[Task to carry out]: Locate the line that contains "of the spectator". Reproduce it and all following lines up to the end of the material, exactly and with nothing added.

[Data lines]:
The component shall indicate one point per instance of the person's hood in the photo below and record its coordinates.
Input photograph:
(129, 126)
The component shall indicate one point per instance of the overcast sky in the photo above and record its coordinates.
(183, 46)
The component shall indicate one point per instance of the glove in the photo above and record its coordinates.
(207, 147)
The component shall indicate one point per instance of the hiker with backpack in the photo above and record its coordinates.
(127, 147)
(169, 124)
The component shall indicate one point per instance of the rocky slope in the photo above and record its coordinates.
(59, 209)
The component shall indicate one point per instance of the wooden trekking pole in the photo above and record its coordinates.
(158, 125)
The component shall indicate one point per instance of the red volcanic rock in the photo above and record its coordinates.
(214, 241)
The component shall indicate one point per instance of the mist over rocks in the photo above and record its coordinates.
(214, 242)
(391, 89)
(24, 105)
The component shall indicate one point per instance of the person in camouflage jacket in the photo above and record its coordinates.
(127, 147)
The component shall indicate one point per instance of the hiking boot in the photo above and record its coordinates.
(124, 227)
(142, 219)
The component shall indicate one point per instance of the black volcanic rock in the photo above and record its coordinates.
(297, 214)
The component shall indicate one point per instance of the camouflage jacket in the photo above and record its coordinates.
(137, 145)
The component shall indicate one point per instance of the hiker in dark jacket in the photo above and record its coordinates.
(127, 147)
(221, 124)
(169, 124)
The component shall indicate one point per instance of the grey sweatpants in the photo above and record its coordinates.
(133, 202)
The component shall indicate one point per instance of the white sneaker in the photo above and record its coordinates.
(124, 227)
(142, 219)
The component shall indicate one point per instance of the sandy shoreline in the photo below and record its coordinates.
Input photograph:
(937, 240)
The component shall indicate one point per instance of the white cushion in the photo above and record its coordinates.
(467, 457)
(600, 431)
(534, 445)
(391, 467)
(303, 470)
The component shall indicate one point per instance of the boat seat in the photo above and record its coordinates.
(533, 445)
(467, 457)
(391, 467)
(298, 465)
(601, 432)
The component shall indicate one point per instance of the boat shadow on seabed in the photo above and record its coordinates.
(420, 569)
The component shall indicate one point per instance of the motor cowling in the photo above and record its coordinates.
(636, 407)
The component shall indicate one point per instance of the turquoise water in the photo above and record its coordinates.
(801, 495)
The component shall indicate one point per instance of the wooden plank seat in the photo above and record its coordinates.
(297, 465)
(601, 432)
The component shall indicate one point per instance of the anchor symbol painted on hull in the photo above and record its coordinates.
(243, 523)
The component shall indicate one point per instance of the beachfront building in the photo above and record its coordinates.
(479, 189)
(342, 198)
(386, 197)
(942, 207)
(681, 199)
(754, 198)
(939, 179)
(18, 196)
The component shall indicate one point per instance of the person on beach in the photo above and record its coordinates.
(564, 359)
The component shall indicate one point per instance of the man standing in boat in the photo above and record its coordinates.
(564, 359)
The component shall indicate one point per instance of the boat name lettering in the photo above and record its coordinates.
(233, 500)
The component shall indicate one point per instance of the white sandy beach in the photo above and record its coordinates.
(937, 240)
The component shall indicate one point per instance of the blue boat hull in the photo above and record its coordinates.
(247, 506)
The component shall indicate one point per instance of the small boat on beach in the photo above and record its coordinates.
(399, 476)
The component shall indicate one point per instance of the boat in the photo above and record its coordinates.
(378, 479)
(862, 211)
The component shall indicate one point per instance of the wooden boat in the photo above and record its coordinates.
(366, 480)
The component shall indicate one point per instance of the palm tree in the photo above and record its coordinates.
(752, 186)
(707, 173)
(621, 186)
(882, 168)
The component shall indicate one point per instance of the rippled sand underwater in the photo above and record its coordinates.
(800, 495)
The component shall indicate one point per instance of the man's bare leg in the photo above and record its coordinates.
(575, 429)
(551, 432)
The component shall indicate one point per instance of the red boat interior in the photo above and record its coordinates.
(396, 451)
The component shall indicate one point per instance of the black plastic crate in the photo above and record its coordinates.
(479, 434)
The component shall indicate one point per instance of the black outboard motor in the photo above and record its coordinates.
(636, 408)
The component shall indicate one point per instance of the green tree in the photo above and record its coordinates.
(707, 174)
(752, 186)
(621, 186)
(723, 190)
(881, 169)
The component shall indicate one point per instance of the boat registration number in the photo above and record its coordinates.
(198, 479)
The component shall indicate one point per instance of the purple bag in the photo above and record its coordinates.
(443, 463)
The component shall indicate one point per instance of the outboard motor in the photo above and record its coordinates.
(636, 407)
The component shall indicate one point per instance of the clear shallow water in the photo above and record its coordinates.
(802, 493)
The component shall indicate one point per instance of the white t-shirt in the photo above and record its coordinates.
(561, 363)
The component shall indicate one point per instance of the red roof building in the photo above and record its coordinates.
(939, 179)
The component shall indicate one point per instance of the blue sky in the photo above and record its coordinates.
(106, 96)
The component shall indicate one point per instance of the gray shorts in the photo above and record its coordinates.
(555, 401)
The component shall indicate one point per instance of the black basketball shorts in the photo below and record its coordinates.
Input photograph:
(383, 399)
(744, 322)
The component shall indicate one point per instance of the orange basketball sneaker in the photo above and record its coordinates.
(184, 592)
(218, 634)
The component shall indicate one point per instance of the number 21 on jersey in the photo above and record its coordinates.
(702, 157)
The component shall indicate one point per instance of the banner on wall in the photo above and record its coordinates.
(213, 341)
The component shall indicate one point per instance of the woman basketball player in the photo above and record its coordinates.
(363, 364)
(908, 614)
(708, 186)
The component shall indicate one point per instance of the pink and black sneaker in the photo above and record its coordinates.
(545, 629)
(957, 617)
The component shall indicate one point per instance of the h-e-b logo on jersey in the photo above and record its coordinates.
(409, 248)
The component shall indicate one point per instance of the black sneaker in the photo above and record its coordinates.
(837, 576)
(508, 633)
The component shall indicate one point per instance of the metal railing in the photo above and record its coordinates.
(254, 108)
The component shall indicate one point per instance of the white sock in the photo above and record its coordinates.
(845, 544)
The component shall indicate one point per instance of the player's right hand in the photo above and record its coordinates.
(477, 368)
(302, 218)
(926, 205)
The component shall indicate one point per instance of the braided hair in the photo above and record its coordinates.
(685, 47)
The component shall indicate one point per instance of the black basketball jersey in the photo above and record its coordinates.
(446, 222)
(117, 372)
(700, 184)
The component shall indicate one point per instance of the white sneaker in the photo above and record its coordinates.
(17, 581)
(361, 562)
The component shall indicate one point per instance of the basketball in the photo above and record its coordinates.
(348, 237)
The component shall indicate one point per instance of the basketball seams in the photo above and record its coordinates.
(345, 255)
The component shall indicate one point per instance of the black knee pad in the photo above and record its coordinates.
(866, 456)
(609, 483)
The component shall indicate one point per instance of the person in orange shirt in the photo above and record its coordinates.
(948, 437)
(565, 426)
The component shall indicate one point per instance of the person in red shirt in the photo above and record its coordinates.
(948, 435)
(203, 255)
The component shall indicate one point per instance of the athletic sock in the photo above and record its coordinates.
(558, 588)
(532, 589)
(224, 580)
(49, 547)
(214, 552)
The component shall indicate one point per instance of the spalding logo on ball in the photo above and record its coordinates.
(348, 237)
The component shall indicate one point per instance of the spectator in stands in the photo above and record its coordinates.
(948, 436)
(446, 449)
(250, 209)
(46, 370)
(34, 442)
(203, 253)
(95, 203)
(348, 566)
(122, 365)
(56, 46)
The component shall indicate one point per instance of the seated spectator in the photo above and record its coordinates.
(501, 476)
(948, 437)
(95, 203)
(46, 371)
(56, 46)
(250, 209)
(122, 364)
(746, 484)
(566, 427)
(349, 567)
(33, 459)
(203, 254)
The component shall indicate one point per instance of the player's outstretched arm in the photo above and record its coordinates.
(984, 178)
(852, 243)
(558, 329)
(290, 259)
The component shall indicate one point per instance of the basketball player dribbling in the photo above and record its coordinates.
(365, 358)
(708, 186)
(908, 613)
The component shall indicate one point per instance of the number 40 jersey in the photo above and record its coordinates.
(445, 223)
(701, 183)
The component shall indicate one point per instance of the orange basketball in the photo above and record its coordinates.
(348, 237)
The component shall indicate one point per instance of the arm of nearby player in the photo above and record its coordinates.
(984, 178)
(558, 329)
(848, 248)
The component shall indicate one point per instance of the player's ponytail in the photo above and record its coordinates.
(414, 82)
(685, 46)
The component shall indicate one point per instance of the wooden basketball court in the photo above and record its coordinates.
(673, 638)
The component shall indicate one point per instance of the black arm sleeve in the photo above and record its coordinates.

[The completed task]:
The component shall indicate one point per instance of the spectator in stands in the photo above and record its coordinates.
(948, 436)
(446, 449)
(250, 209)
(46, 370)
(34, 442)
(203, 253)
(95, 203)
(348, 566)
(122, 365)
(56, 46)
The component shall indicate one point per instance of the seated spectator in the photo above and record its coordinates.
(501, 476)
(948, 437)
(95, 203)
(46, 371)
(56, 46)
(250, 209)
(122, 364)
(746, 484)
(566, 427)
(349, 567)
(33, 459)
(203, 254)
The component shall indicate one point per instance of the player's outstretched arm in the photo above and record its coordinates.
(984, 178)
(852, 243)
(558, 329)
(290, 259)
The component shall indicate one point per instance of the basketball player dribbling in the photo above and record its coordinates.
(365, 358)
(708, 186)
(908, 613)
The component shall indicate one point per instance of the number 40 jersey in the photo above and record its coordinates.
(445, 223)
(701, 183)
The component shall indicate one point per instance of the orange basketball in the photo above and record its coordinates.
(348, 237)
The component shall indicate one point per instance of the arm of nearby player in the photo above and record its coordinates.
(984, 178)
(558, 329)
(848, 248)
The component shall indicate one point per instance of the player's ponytail in the photo above and record its coordinates.
(414, 82)
(685, 46)
The component shall indicate one point per instance of the wooden basketball court in the photo above and record its coordinates.
(673, 638)
The component shall indicate one point per instance of the black arm sleeve in the photo above and record its coordinates.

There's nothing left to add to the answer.